- _Exercise instructions_
Your task is to find every line in the records that holds the string "instance" and copy it.

(Beginning of Extracted information)

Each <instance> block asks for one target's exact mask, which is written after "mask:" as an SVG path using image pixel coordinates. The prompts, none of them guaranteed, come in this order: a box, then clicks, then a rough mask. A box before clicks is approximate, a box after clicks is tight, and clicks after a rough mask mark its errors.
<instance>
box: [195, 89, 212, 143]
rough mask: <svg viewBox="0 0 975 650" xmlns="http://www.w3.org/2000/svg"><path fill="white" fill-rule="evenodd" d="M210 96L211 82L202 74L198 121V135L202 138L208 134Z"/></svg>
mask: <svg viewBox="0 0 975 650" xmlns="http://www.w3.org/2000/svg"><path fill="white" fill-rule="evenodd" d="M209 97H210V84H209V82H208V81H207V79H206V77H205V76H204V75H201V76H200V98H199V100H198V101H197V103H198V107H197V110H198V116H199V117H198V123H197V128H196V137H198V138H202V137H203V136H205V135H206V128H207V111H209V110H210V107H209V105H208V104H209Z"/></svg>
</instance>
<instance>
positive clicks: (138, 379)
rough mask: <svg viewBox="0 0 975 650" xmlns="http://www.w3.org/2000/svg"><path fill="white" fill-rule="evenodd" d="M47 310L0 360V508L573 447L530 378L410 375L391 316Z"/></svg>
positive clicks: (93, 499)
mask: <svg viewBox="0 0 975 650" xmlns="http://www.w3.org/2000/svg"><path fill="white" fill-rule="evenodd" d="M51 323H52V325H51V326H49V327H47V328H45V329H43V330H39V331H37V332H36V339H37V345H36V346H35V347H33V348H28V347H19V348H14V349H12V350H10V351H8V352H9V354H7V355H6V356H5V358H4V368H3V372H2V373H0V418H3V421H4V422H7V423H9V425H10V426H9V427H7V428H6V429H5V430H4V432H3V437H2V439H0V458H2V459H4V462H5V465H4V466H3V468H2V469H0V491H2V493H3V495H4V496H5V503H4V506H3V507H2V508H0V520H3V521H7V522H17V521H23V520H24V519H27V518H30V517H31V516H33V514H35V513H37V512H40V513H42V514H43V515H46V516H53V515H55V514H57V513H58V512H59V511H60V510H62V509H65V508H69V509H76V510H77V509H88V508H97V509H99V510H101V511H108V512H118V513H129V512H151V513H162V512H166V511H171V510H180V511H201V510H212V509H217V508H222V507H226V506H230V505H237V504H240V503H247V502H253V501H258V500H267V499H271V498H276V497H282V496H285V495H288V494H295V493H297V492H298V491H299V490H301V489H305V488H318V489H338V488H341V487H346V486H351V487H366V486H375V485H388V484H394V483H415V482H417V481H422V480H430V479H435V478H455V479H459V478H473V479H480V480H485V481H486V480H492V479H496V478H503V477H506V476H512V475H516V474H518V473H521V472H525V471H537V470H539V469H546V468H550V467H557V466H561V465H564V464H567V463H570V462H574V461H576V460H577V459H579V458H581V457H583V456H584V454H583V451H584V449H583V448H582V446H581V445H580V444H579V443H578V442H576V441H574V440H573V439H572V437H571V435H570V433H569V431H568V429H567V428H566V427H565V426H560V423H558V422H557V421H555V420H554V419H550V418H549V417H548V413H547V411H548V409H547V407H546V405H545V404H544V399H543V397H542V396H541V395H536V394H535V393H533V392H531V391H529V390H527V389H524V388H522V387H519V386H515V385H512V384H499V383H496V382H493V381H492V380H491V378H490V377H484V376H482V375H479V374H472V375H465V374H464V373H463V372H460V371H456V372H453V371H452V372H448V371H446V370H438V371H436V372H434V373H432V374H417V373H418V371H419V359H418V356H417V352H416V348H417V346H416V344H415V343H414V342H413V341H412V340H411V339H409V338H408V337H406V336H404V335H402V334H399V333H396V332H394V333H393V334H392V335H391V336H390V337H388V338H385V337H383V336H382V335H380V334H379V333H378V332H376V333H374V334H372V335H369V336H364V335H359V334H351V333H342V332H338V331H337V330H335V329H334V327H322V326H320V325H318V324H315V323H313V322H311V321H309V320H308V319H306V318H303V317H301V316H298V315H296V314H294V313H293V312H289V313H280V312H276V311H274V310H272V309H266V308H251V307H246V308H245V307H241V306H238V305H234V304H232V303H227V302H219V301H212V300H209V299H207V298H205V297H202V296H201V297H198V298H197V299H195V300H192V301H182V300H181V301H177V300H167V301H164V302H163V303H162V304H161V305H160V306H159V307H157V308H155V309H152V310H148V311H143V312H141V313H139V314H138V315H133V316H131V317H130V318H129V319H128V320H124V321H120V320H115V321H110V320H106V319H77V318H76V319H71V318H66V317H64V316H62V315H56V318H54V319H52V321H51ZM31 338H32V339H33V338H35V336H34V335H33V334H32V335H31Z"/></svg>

(End of Extracted information)

- _Output for this exercise_
Each <instance> block asks for one target's exact mask, which is written after "mask:" as an SVG path using image pixel coordinates. The prompts, none of them guaranteed, come in this order: a box, then clicks, then a rough mask. A box before clicks is approximate, a box after clicks is tight, and clicks after a rough mask mark its errors.
<instance>
</instance>
<instance>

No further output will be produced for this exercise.